## Given passage

=== Begin Enclosure ===

With all the hubbub that has been raised over the existence of so-called medical marijuana dispensaries in the state following the enactment of the Michigan Medical Marijuana Act (MMMA), a group of lawmakers is looking for support from fellow legislators to legalize what they are referring to as “provisioning centers” for medical marijuana — effectively, dispensaries. And while we supported the legalization of medical marijuana in 2008 when the state’s voters approved the measure that was on the general election ballot, the dispensaries proposal from state Rep. Mike Callton (R-Nashville) needs rigorous study and input from all stakeholders, especially considering that there are a number of questionable — and, frankly, downright preposterous — aspects to House Bill (HB) 5580 as it is currently written.
Put forward earlier this month by Callton (who noted that he voted against the enactment of the MMMA when it was approved in the state House) and state Reps. Phil Cavanagh (D-Redford) and Kevin Daley (R-Lum), HB 5580, which has been referred to the state House Judiciary Committee, would establish certain rules and guidelines for legal dispensaries in Michigan — something that’s currently not allowed for under the MMMA. Among those provisions laid out in the legislation is that communities would be able to enact ordinances prohibiting them or maintaining such bans that are already on the books.
In addition, the bill also calls for a ban on dispensaries within 1,000 feet of a primary or secondary school, and one could not be located within the same office space as that of a physician.
The dispensary would also be prohibited from advertising the sale of medical marijuana on a billboard, on television, or on the radio. They would also be banned from employing anyone with a felony drug conviction or anyone under 21-years-old, and would be required to perform a felony background check on employees.
On-site use of marijuana at the dispensaries would be prohibited, as well. In addition, they would not be allowed to dispense more than 2.5 ounces of the drug to a registered qualifying patient within a 10-day period, whether directly or through a caregiver.
In addition, the principal officer, a board member, or operator of a dispensary could not be someone who has not lived in Michigan for at least two years.
The existing MMMA requires medical marijuana patients to carry identification cards issued by the state, and caregivers to grow limited amounts of marijuana for qualifying patients in an enclosed, locked facility. A caregiver can help up to five registered patients and may grow 12 plants per patient.

=== End Enclosure ===

## Exercises
a. In the dispensary editorial, change "HB 5580" to "House Bill 5580" and write out the part that begins at the words "Put forward earlier" and stops after "on the books.".
b. Answer these from the dispensary editorial:
(i) How close to a primary or secondary school could a dispensary be located?
(ii) What is the most marijuana a dispensary could give a registered qualifying patient within a 10-day period?
(iii) How many plants per patient may a caregiver grow?
Rely only on the dispensary editorial for what follows.

## Data extracts

=== Begin Enclosure ===

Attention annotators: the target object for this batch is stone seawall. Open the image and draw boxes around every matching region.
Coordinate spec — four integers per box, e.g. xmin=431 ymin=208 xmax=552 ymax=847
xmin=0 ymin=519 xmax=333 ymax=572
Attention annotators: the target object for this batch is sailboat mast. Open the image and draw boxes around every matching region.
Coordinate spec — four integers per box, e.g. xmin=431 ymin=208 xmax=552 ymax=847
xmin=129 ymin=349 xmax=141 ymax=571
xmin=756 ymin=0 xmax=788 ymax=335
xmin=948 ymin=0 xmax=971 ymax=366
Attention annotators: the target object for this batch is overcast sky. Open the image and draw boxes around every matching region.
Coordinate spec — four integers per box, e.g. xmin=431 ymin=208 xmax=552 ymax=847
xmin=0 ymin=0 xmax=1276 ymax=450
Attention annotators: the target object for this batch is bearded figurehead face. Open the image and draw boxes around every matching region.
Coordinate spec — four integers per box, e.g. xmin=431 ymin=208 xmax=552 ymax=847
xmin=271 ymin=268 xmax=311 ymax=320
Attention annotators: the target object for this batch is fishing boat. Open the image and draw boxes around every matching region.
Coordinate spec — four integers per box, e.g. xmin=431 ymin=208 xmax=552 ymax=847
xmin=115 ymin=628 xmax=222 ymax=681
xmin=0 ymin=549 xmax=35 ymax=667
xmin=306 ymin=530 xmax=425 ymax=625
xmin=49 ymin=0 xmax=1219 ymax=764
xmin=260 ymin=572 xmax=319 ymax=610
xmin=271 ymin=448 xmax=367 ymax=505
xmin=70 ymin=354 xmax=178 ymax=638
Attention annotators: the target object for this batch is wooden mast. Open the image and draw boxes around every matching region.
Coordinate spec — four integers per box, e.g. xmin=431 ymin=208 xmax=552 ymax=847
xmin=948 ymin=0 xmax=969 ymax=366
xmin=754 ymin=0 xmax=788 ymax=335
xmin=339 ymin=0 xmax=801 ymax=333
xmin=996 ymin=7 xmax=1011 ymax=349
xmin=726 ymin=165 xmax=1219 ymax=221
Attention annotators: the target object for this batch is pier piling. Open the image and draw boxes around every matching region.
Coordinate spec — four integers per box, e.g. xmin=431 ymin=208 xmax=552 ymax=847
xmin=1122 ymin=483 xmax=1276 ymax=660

=== End Enclosure ===

## Written responses
a.
Put forward earlier this month by Callton (who noted that he voted against the enactment of the MMMA when it was approved in the state House) and state Reps. Phil Cavanagh (D-Redford) and Kevin Daley (R-Lum), House Bill 5580, which has been referred to the state House Judiciary Committee, would establish certain rules and guidelines for legal dispensaries in Michigan — something that’s currently not allowed for under the MMMA. Among those provisions laid out in the legislation is that communities would be able to enact ordinances prohibiting them or maintaining such bans that are already on the books.

b.
(i) No closer than 1,000 feet.
(ii) 2.5 ounces.
(iii) 12 plants.